→ **REQUIREMENT**
Each line in the entries below that holds the string "bank" must be copied.
^^^^
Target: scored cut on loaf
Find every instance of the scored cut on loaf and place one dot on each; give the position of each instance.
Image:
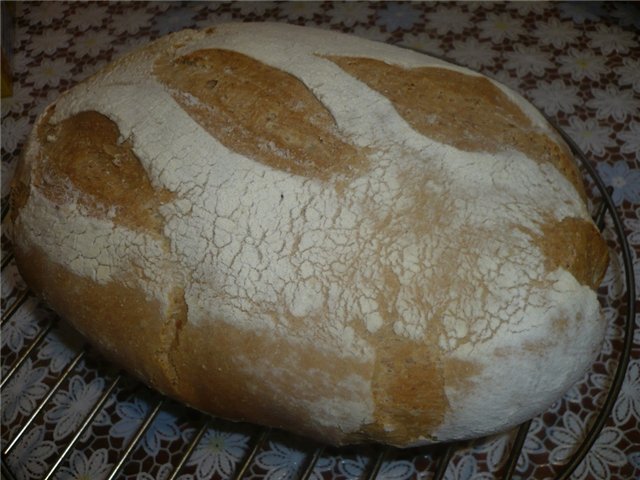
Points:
(313, 231)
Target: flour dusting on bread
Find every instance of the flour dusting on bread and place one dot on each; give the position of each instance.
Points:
(310, 202)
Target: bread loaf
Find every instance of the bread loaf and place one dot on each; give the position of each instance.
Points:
(312, 231)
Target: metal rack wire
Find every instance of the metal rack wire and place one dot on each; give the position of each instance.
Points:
(441, 454)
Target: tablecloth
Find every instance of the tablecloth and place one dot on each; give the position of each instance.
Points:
(579, 63)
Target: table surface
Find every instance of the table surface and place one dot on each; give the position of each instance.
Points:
(577, 62)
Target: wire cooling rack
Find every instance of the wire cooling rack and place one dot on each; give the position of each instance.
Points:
(38, 441)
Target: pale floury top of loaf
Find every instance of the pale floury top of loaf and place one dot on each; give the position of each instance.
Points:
(434, 243)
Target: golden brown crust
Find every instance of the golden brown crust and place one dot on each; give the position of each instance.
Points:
(576, 246)
(267, 376)
(259, 111)
(120, 321)
(84, 153)
(466, 111)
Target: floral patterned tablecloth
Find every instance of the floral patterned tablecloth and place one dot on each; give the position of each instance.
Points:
(578, 62)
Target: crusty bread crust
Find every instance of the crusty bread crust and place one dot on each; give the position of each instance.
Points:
(336, 237)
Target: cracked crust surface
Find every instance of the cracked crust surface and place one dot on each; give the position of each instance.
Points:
(364, 263)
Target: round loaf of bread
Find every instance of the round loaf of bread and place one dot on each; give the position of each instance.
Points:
(316, 232)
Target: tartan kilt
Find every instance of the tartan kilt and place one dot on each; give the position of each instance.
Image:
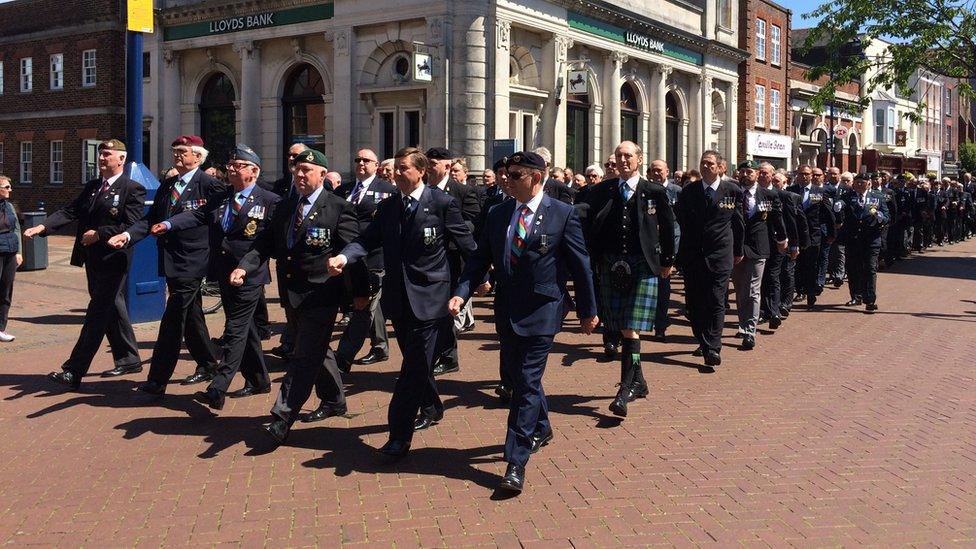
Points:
(635, 308)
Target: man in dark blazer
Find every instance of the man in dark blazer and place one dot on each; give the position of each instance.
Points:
(366, 318)
(865, 214)
(235, 220)
(771, 286)
(630, 237)
(106, 205)
(183, 258)
(307, 230)
(413, 229)
(439, 177)
(710, 215)
(765, 231)
(529, 240)
(818, 211)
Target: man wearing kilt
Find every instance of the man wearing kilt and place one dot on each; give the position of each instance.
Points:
(630, 235)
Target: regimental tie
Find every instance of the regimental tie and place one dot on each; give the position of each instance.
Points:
(518, 237)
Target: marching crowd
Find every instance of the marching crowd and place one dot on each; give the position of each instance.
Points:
(410, 241)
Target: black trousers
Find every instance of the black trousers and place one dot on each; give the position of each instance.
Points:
(705, 293)
(862, 271)
(105, 317)
(182, 322)
(313, 363)
(419, 343)
(242, 340)
(8, 270)
(771, 285)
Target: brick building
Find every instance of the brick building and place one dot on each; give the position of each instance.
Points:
(764, 85)
(62, 67)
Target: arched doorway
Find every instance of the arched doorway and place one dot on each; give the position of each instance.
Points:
(304, 108)
(578, 131)
(218, 125)
(629, 114)
(672, 125)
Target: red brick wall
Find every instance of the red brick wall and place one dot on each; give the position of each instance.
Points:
(754, 72)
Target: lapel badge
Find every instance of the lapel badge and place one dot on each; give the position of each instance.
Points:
(251, 228)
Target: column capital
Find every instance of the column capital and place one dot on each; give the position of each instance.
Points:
(503, 34)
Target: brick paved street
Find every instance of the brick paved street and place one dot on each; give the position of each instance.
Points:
(843, 428)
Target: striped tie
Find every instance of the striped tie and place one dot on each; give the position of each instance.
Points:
(518, 238)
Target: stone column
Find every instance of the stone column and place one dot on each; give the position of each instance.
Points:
(170, 99)
(250, 91)
(554, 55)
(661, 129)
(503, 30)
(614, 63)
(342, 104)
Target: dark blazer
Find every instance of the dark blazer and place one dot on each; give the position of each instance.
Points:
(530, 298)
(378, 190)
(229, 248)
(559, 190)
(304, 265)
(656, 229)
(861, 228)
(107, 214)
(182, 254)
(765, 228)
(819, 214)
(710, 233)
(415, 252)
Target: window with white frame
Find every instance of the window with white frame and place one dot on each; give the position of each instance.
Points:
(774, 109)
(57, 71)
(760, 105)
(26, 161)
(761, 39)
(57, 162)
(89, 159)
(776, 51)
(26, 74)
(88, 68)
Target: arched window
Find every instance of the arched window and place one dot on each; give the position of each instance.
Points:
(629, 114)
(218, 125)
(304, 108)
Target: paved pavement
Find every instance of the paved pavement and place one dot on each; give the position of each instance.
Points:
(841, 429)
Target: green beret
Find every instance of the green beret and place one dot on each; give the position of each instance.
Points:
(311, 156)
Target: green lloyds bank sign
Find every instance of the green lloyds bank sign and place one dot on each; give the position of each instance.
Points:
(633, 39)
(250, 22)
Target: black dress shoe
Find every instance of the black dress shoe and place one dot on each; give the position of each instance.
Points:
(122, 370)
(70, 379)
(514, 478)
(277, 430)
(619, 404)
(424, 421)
(198, 377)
(249, 390)
(395, 448)
(712, 358)
(211, 397)
(444, 367)
(152, 388)
(325, 411)
(539, 440)
(373, 357)
(282, 351)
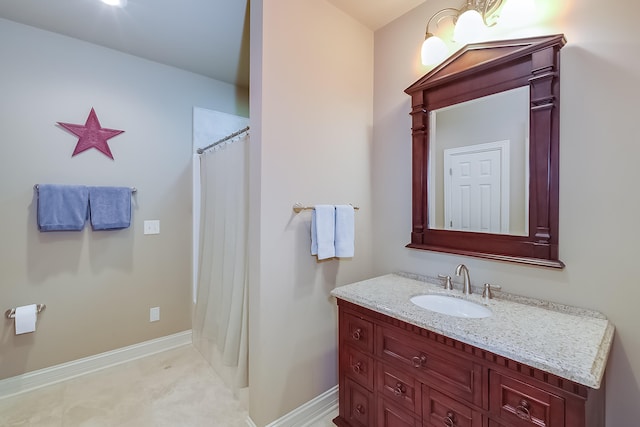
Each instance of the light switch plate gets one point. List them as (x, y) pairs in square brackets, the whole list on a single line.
[(152, 226)]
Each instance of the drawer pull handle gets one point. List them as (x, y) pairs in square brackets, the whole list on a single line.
[(399, 390), (419, 361), (450, 419), (522, 410)]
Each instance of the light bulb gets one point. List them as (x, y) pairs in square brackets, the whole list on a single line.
[(469, 27), (433, 50)]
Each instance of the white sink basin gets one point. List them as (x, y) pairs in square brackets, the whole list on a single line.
[(452, 306)]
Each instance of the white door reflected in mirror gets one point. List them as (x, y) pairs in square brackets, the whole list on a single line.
[(479, 165)]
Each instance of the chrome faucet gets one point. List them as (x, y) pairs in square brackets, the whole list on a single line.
[(466, 279)]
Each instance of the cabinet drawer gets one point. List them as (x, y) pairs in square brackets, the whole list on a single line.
[(389, 415), (358, 401), (441, 410), (456, 375), (398, 387), (522, 405), (356, 331), (358, 366)]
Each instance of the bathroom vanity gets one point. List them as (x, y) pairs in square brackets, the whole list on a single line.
[(530, 363)]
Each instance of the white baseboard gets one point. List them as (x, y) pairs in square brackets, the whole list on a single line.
[(309, 413), (65, 371)]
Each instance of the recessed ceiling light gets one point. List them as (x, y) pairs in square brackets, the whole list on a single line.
[(117, 3)]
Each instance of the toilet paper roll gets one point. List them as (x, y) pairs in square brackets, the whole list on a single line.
[(25, 319)]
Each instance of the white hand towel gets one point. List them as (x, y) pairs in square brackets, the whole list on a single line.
[(345, 234), (323, 220)]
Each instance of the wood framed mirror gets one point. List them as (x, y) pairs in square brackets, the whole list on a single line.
[(485, 178)]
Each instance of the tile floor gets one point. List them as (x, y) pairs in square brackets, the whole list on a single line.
[(175, 388)]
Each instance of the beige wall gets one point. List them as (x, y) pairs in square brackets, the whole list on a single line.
[(598, 174), (311, 115), (98, 286)]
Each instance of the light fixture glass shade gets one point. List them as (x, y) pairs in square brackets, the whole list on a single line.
[(116, 3), (518, 13), (469, 27), (433, 50)]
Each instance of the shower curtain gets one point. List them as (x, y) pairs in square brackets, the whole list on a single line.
[(220, 315)]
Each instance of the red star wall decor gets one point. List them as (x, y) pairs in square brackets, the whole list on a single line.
[(92, 135)]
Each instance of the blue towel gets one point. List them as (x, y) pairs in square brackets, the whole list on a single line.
[(110, 207), (62, 207)]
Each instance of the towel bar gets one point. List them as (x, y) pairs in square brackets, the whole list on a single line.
[(37, 187), (11, 313), (299, 207)]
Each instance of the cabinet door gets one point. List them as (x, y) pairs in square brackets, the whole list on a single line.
[(398, 387), (520, 404), (357, 365), (356, 331), (440, 410), (359, 408), (390, 415), (456, 375)]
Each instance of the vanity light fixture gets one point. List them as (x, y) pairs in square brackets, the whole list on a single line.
[(471, 21), (115, 3)]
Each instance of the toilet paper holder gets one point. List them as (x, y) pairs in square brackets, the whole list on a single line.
[(11, 313)]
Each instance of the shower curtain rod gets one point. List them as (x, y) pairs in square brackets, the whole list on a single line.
[(220, 141)]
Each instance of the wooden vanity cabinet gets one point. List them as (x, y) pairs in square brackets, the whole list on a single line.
[(394, 374)]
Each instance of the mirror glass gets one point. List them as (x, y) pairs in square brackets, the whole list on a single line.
[(479, 165)]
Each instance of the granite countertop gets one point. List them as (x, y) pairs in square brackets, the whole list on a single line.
[(569, 342)]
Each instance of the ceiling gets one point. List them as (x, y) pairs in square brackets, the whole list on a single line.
[(207, 37)]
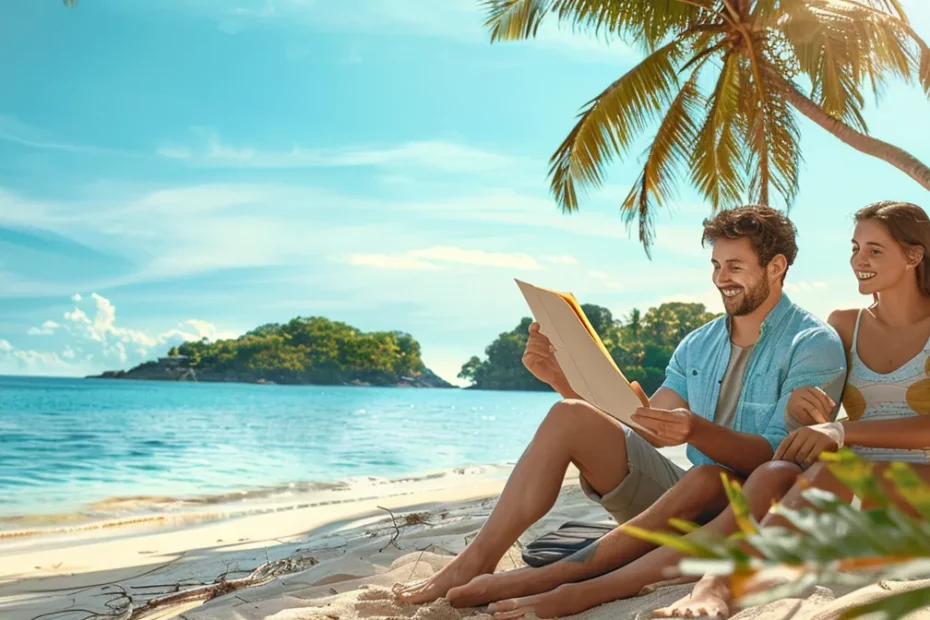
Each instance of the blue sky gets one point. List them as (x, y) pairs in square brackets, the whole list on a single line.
^^^^
→ **OUTPUT**
Target: green lloyds bank sign
Find every instance of the green lloyds bank sign and place one dot on each; give the position of each instance.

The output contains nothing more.